__WRITTEN INSTRUCTION__:
Identify every line below that contains the word "elderly", and copy each of those lines.

Start of AVAILABLE RECORDS

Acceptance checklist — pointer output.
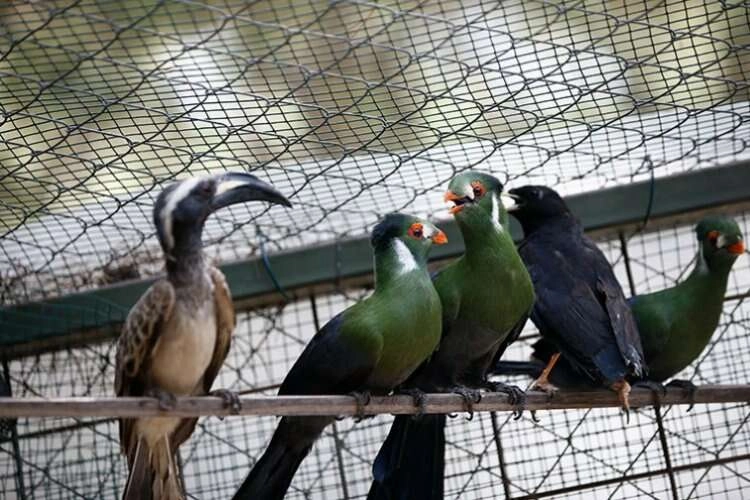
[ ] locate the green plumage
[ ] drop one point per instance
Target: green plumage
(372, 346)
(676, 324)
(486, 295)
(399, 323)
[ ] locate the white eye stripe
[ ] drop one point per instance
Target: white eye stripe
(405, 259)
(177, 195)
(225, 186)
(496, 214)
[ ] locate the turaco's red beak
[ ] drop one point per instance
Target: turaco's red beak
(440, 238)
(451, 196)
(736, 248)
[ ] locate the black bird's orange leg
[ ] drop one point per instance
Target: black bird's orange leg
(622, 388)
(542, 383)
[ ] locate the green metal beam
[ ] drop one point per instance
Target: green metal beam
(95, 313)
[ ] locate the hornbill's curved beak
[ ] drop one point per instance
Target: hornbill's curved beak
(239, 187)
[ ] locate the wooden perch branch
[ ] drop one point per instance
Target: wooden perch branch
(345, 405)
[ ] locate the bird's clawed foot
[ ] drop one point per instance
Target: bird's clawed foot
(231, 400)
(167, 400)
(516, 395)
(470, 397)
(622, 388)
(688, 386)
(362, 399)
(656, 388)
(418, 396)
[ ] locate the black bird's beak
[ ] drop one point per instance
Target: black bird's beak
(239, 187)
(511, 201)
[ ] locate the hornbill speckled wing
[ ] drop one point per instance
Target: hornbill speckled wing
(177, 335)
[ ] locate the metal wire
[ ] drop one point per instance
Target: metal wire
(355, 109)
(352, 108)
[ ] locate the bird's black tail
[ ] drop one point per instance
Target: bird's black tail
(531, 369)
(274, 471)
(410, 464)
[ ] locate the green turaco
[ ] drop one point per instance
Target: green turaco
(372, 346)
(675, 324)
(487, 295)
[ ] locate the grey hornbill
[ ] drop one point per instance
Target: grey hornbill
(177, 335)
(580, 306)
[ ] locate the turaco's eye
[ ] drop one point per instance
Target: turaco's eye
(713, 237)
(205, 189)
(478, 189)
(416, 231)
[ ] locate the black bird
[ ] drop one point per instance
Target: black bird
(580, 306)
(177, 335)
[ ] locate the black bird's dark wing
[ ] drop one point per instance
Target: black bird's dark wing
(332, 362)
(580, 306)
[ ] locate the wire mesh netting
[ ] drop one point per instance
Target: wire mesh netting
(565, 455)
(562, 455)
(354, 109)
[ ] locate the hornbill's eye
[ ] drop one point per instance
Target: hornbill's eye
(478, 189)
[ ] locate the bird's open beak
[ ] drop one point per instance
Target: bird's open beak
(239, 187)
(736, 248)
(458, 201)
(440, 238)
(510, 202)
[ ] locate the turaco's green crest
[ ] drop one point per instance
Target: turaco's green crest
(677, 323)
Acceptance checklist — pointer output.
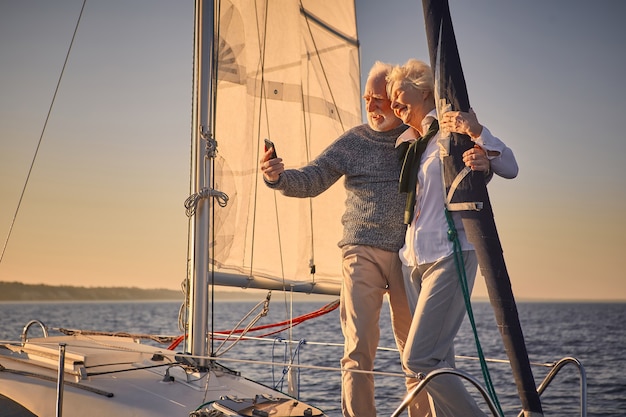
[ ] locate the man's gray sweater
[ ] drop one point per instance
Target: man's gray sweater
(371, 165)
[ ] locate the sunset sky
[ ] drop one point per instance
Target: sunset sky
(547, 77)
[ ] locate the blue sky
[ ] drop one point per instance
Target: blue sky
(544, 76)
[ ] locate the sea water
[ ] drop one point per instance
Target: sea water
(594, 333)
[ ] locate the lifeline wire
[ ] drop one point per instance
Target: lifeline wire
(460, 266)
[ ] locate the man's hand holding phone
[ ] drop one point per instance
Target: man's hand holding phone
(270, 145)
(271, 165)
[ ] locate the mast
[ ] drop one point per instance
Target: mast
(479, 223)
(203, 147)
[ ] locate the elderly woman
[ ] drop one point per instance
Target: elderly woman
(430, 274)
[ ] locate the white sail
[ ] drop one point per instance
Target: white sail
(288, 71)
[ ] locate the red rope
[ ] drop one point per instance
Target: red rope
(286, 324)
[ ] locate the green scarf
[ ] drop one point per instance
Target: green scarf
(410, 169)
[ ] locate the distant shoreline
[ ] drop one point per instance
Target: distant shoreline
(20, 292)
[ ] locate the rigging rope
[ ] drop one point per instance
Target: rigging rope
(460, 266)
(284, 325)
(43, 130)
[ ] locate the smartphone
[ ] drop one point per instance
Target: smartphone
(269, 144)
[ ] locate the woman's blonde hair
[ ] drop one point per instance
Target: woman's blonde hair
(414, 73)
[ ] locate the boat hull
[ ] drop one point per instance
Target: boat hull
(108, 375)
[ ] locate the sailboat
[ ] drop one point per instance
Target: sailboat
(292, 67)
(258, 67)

End of AVAILABLE RECORDS
Start of AVAILABLE RECORDS

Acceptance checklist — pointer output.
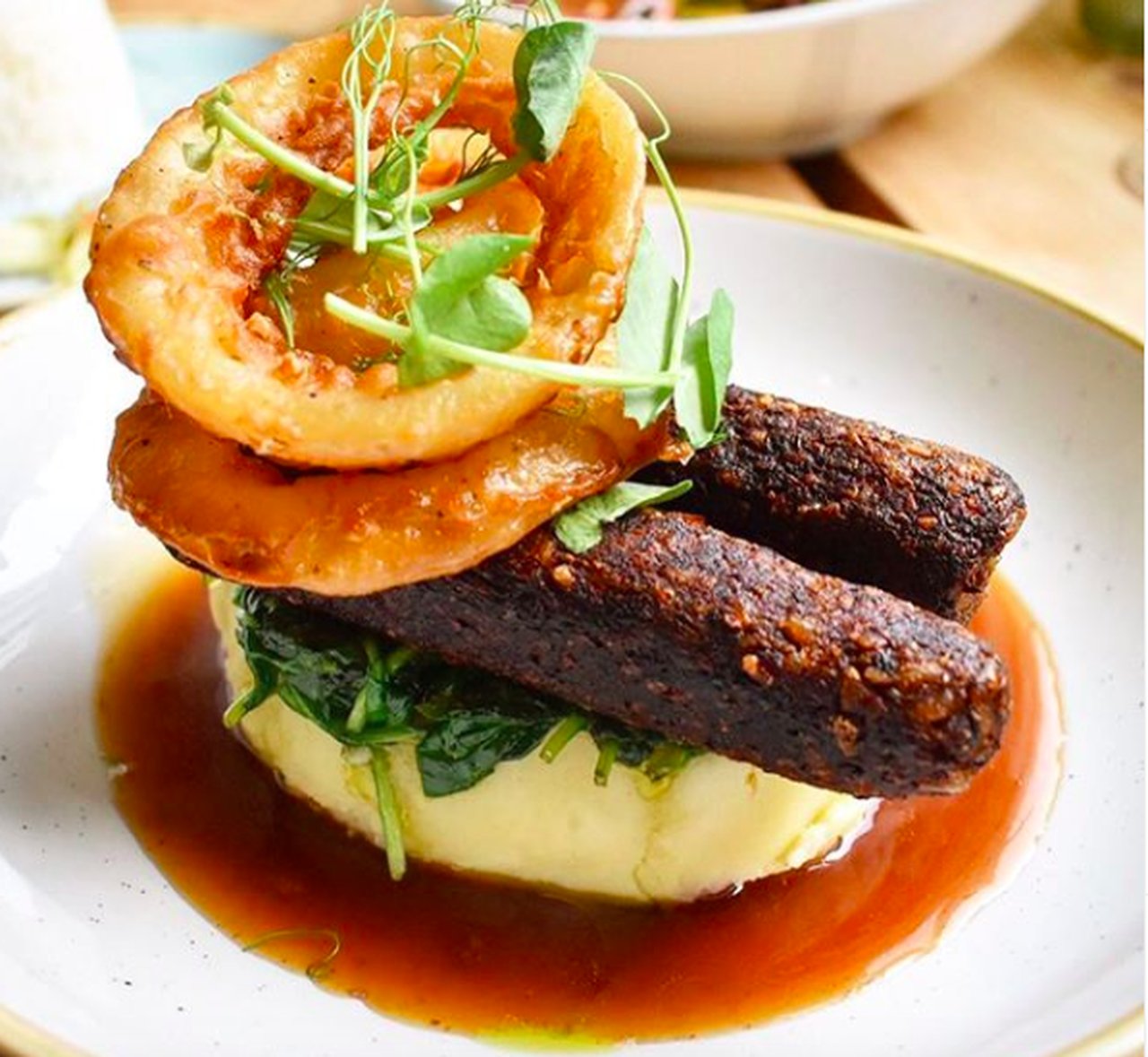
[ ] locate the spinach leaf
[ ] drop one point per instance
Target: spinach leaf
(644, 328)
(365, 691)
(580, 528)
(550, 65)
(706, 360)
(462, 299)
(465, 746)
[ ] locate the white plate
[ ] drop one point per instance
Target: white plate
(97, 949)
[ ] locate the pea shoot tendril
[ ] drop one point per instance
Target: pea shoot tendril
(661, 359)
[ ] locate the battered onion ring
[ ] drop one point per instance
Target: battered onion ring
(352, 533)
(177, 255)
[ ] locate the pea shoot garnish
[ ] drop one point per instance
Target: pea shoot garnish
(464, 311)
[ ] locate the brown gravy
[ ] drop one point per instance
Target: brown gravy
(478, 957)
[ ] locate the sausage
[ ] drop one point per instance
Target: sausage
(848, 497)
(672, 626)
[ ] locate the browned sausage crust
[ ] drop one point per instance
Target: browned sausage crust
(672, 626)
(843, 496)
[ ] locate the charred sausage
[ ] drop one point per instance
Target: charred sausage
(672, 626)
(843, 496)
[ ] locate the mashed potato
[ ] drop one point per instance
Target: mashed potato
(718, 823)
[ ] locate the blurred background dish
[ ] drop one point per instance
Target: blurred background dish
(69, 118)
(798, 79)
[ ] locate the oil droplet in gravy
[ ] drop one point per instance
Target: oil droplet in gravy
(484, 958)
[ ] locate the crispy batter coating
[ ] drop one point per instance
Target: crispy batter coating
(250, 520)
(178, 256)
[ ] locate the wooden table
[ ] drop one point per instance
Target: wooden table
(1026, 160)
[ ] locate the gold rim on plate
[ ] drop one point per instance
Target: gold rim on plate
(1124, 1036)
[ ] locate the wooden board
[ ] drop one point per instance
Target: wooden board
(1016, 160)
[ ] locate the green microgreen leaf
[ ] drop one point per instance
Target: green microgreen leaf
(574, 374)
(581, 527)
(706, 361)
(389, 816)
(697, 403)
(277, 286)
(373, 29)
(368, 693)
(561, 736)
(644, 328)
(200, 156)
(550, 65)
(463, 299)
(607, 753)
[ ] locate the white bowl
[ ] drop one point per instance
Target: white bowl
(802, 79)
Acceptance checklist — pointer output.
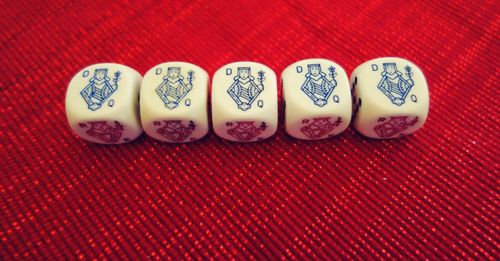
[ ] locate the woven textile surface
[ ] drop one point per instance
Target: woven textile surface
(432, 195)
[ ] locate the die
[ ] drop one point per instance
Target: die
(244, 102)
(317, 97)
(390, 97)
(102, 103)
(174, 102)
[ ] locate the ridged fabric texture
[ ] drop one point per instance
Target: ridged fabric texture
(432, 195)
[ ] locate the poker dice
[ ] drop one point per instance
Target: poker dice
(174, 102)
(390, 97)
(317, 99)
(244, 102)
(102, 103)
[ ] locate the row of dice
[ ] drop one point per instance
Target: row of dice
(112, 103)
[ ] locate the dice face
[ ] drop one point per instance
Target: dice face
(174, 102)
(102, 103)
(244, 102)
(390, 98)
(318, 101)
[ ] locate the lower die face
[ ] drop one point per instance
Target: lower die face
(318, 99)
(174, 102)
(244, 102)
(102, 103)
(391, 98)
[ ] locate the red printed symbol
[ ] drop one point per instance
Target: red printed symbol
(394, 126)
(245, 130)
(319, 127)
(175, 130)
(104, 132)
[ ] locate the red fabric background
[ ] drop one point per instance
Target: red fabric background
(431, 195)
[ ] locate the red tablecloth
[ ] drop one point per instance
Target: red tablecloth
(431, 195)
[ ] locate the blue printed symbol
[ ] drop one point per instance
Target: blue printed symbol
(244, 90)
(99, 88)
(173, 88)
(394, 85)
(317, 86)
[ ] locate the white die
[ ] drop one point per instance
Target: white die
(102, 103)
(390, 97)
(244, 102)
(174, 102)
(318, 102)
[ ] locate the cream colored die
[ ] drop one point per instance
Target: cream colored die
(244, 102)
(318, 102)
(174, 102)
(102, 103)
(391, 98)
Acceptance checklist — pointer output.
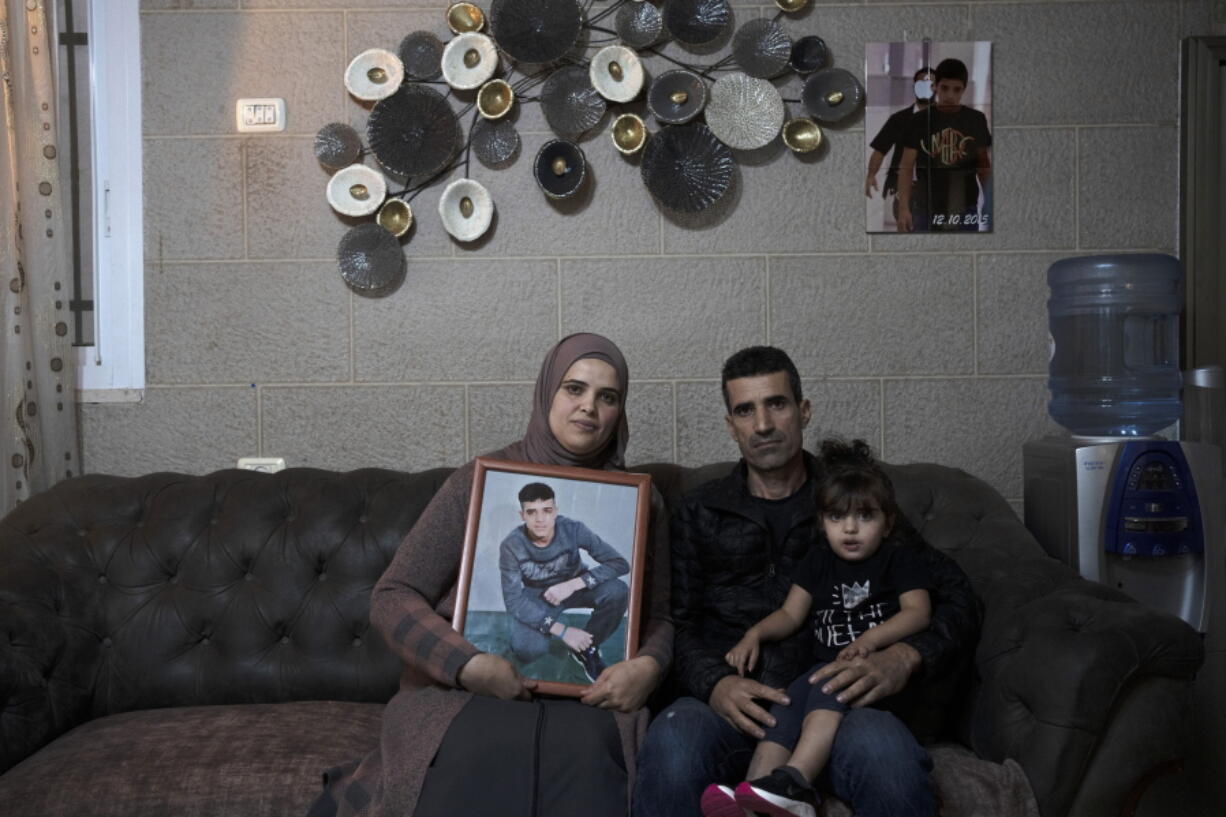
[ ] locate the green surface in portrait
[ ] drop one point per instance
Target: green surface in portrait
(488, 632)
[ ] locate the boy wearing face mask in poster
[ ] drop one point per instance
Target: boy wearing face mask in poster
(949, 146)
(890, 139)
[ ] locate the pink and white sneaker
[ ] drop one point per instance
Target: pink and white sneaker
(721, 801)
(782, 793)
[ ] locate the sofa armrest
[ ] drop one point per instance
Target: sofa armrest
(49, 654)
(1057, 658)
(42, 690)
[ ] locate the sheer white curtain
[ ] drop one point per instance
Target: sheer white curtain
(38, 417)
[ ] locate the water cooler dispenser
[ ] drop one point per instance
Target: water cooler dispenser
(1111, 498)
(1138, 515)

End of AVAILABLE RECORDS
Start of AVAILABLE RECORDS

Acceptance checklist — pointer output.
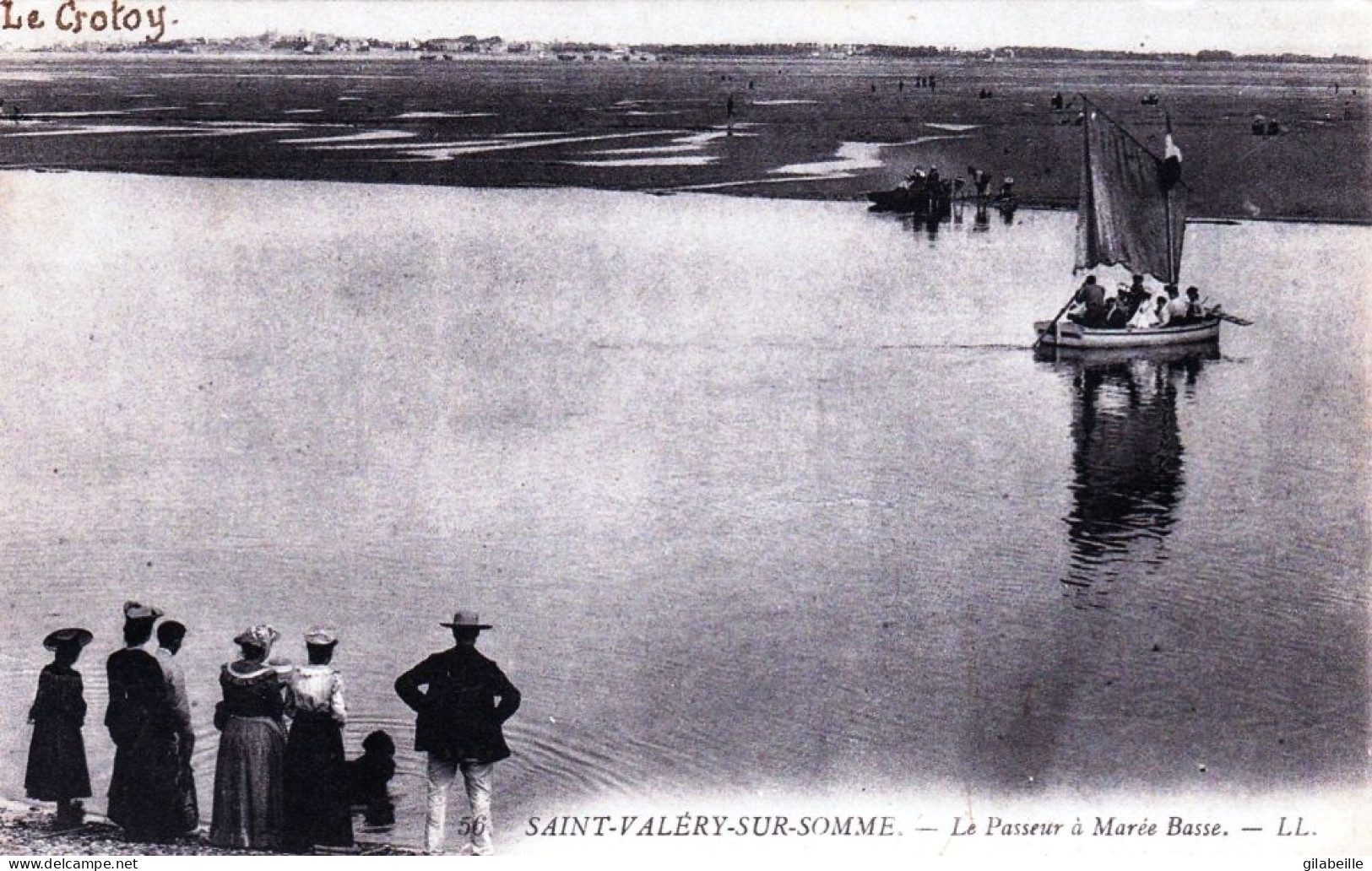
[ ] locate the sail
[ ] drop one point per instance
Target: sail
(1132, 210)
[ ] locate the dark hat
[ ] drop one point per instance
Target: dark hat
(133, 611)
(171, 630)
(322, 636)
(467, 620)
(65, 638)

End of AVAILABLE RECORDS

__RESULT BELOW__:
[ ] locate the elderly woman
Target: elderly woman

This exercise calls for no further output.